▶ **PROBLEM**:
Reproduce the passage of the weather thread below starting at "## dlague (Jan 4, 2016)" and ending at "catsup948 (Jan 4, 2016)", substituting "Storm timing" for every occurrence of "Timing".

━━━ SELECTED EXTRACT ━━━

# Weather Week 1/4-1/11



## Tin (Jan 4, 2016)

Great snowmaking weather, but it will end either really good or really bad.


----------



## dlague (Jan 4, 2016)

Interesting, it looks like we will escape Saturday OK from everything I am seeing.  Timing will be everything.


----------



## catsup948 (Jan 4, 2016)

Saturday could be good for ski country.  Next week is completely up in the air.  

Josh Fox... http://madriverglenweather.blogspot.com/2016/01/big-storm-potential-this-weekend-with.html?m=1


----------



## Smellytele (Jan 5, 2016)

dlague said:


> Interesting, it looks like we will escape Saturday OK from everything I am seeing.  Timing will be everything.



Not so fast...


----------



## dlague (Jan 5, 2016)

Smellytele said:


> Not so fast...



Saturday predictions are calling for snow in Warren, VT.

However, Sunday evening might not be so good!  Should be done skiing by then.


----------



## from_the_NEK (Jan 5, 2016)

Looks like a mix of junk by Sunday. Still should end up being good for base building, which we need.


----------



## Smellytele (Jan 5, 2016)

dlague said:


> Saturday predictions are calling for snow in Warren, VT.
> 
> However, Sunday evening might not be so good!  Should be done skiing by then.



When I first looked at it this morning it said turning to mix in the afternoon - now it says snow showers. Weather predictions for this system change quite often


----------



## ss20 (Jan 5, 2016)

Just for shits and giggles... the NAM doesn't have any meaningful precipitation anywhere near the northeast for this weekend.


----------



## andrec10 (Jan 5, 2016)

ss20 said:


> Just for shits and giggles... the NAM doesn't have any meaningful precipitation anywhere near the northeast for this weekend.



Lets go with this one please! We have been tortured enough!


----------



## ss20 (Jan 5, 2016)

ss20 said:


> Just for shits and giggles... the NAM doesn't have any meaningful precipitation anywhere near the northeast for this weekend.





andrec10 said:


> Lets go with this one please! We have been tortured enough!



The trouble is that it's the NAM.  I think this graphic explains it well enough...


----------



## Smellytele (Jan 5, 2016)

dlague said:


> Saturday predictions are calling for snow in Warren, VT.
> 
> However, Sunday evening might not be so good!  Should be done skiing by then.



shifted again:
*Saturday*
Snow  likely before 1pm, then rain and snow likely.  Cloudy, with a high near  37. Southeast wind 6 to 8 mph.  Chance of precipitation is 60%.


----------



## skiberg (Jan 5, 2016)

I think this is going to be the norm for storms this year. A lot of mixing.


----------



## VTKilarney (Jan 5, 2016)

The ski areas need good weather on the weekends to have any chance of making up for lost revenue.  Ra*n is definitely not going to help.  I'm watching the forecast closely and hoping it changes for the better.


----------



## hammer (Jan 5, 2016)

I'm hoping to go to Sunapee on Sunday...showers would be OK but I'm not a fan of skiing in steady rain...

━━━ MATERIAL SHOWN ━━━

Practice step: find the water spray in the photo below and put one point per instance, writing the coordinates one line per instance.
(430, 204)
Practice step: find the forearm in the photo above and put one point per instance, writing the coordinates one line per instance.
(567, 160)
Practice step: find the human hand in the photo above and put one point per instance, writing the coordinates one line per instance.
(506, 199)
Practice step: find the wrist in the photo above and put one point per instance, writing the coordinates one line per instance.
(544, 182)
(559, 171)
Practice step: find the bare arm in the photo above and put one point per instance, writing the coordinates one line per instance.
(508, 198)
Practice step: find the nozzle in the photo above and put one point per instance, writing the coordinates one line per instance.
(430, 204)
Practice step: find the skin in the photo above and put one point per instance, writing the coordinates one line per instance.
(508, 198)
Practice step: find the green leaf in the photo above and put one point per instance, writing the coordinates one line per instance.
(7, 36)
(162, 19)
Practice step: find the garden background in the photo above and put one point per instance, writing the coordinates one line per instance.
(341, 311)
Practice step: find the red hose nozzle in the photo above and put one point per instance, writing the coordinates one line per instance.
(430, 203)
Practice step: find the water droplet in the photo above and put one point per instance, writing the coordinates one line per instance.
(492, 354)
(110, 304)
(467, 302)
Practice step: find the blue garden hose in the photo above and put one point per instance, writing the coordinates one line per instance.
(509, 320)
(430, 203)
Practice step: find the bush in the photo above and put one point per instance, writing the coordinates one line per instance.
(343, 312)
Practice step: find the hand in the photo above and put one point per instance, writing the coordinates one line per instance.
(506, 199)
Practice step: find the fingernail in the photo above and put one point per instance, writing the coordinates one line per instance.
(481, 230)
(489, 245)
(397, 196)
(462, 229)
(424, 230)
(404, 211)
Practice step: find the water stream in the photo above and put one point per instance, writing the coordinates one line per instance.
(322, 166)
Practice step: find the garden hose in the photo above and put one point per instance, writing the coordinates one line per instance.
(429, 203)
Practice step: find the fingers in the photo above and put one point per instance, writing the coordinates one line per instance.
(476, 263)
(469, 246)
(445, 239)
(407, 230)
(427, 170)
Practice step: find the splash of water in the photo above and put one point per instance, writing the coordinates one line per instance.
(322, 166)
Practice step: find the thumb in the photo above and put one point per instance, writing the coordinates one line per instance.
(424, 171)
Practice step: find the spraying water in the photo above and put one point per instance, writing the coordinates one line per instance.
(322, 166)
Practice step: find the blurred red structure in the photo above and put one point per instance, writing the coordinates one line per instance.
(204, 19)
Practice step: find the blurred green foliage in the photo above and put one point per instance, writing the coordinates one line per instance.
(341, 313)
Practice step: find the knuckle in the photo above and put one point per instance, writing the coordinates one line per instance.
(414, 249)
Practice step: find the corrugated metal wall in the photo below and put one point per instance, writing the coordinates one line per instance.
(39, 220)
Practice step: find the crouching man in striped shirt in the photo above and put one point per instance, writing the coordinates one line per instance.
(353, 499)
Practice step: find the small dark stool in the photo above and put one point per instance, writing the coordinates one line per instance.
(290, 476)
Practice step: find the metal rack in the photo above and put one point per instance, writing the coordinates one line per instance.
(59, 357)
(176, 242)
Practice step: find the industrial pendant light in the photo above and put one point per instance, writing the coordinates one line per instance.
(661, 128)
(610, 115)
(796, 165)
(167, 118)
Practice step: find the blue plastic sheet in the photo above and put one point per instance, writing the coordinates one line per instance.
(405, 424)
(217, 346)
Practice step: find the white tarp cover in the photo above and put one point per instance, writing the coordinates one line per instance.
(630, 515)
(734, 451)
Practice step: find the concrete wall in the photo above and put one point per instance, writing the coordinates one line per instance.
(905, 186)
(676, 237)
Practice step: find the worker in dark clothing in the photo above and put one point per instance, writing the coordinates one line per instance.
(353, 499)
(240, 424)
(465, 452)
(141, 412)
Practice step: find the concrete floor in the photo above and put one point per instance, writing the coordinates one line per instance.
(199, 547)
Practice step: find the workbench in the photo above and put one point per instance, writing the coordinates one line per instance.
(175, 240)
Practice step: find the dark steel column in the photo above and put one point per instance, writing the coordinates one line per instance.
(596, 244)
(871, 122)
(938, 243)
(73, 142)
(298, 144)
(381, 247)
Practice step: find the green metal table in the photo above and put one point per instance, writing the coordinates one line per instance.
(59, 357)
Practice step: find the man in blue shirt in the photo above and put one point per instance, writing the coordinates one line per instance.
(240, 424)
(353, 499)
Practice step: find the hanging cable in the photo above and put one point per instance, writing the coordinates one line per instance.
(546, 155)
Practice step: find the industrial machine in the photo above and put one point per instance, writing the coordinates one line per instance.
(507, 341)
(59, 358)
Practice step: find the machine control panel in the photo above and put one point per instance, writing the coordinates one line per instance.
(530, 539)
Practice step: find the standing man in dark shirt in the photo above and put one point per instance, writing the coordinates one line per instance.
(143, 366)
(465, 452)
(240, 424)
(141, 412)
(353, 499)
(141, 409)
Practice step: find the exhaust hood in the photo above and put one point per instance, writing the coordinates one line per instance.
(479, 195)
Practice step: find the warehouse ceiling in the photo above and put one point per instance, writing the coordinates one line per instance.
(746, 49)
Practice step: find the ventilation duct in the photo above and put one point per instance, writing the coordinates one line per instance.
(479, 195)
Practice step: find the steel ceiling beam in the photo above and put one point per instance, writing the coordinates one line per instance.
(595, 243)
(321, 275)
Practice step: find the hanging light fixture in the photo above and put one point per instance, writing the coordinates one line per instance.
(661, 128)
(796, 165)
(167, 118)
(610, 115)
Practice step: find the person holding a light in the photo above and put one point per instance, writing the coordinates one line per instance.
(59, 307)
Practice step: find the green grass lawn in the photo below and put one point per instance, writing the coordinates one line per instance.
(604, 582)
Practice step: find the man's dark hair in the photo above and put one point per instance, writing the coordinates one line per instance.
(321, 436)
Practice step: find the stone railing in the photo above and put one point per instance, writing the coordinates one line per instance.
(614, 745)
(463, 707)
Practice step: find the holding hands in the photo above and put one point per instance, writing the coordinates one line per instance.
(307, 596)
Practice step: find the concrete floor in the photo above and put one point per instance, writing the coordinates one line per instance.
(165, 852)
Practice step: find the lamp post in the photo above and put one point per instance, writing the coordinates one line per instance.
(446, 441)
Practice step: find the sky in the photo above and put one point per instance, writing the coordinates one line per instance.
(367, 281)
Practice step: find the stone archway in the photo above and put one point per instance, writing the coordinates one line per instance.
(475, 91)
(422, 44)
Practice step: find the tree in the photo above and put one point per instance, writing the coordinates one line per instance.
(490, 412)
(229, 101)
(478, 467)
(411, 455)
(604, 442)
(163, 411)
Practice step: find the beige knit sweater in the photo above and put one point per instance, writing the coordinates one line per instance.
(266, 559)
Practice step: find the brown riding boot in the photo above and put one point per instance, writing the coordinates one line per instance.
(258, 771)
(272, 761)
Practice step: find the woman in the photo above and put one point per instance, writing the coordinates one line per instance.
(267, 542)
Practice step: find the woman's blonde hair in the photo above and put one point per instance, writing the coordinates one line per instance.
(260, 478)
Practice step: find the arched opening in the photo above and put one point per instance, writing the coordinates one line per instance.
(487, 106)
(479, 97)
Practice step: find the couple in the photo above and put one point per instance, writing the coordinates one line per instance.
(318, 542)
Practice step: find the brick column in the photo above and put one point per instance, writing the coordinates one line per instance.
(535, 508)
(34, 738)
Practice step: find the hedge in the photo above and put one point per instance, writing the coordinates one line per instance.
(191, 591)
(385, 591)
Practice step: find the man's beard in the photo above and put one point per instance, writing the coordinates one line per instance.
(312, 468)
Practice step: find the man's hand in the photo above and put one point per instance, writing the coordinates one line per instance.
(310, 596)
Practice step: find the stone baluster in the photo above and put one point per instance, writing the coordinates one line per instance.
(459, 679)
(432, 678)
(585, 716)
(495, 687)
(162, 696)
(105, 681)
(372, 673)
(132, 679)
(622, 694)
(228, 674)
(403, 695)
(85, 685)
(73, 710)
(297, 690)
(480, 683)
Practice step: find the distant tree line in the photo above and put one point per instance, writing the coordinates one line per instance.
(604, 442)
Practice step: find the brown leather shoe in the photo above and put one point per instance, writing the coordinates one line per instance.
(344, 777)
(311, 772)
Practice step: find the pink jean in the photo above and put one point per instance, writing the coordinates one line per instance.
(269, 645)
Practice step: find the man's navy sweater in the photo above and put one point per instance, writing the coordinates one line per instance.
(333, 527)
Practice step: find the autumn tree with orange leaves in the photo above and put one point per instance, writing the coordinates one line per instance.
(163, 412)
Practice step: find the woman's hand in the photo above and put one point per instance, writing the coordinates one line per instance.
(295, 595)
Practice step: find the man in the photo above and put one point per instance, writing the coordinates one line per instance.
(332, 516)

━━━

▶ **SOLVED PROBLEM**:
## dlague (Jan 4, 2016)

Interesting, it looks like we will escape Saturday OK from everything I am seeing.  Storm timing will be everything.


----------



## catsup948 (Jan 4, 2016)